__Supplied information__
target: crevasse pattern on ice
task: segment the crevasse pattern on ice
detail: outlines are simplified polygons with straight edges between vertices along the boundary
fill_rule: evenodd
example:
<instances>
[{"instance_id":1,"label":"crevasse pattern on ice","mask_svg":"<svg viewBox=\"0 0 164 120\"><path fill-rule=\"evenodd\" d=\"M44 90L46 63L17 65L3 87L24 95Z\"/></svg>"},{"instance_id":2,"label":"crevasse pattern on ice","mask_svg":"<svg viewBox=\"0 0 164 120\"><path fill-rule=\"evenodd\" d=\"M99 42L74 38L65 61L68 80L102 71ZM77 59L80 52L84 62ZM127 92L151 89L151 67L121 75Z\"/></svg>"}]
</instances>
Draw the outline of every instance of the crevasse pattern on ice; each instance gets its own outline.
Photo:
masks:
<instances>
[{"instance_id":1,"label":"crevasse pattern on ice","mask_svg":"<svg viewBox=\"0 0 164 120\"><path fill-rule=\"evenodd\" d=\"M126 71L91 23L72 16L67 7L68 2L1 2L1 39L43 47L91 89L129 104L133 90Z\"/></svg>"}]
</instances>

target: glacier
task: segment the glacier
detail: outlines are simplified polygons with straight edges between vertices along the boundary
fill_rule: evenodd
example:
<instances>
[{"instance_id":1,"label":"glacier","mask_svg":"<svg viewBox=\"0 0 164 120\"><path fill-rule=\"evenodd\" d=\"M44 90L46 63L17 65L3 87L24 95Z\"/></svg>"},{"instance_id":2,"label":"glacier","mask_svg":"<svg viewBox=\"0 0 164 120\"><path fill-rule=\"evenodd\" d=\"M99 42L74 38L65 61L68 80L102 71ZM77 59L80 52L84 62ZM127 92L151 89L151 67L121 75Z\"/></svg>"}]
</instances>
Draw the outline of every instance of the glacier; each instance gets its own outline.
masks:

__Task to carry out__
Number each line of the material above in a single list, skipping any blank lines.

__Problem solution__
1. target: crevasse pattern on ice
2. task: segment the crevasse pattern on ice
3. detail: outlines are simplified polygons with straight edges between vertices along the boundary
4. fill_rule: evenodd
5. example:
6. <instances>
7. [{"instance_id":1,"label":"crevasse pattern on ice","mask_svg":"<svg viewBox=\"0 0 164 120\"><path fill-rule=\"evenodd\" d=\"M44 90L46 63L17 65L3 87L24 95Z\"/></svg>"},{"instance_id":2,"label":"crevasse pattern on ice","mask_svg":"<svg viewBox=\"0 0 164 120\"><path fill-rule=\"evenodd\" d=\"M99 42L74 38L65 61L68 80L102 71ZM77 59L80 52L84 62ZM127 92L151 89L151 67L121 75Z\"/></svg>"}]
8. </instances>
9. Draw the outline of every instance of the crevasse pattern on ice; each instance gets its own outline.
10. Photo:
11. masks:
12. <instances>
13. [{"instance_id":1,"label":"crevasse pattern on ice","mask_svg":"<svg viewBox=\"0 0 164 120\"><path fill-rule=\"evenodd\" d=\"M126 71L91 23L72 16L67 7L68 2L1 2L1 39L43 47L91 89L129 104L133 90Z\"/></svg>"}]
14. </instances>
15. target: glacier
16. task: segment the glacier
17. detail: outlines are simplified polygons with straight edges between vertices along the boundary
18. fill_rule: evenodd
19. example:
20. <instances>
21. [{"instance_id":1,"label":"glacier","mask_svg":"<svg viewBox=\"0 0 164 120\"><path fill-rule=\"evenodd\" d=\"M44 90L46 63L17 65L3 87L24 95Z\"/></svg>"},{"instance_id":2,"label":"glacier","mask_svg":"<svg viewBox=\"0 0 164 120\"><path fill-rule=\"evenodd\" d=\"M99 42L74 38L65 61L68 80L102 71ZM77 59L80 52L84 62ZM127 92L151 89L151 67L121 75Z\"/></svg>"}]
22. </instances>
23. Draw the outline of every instance of the glacier; each instance gets its own outline.
24. masks:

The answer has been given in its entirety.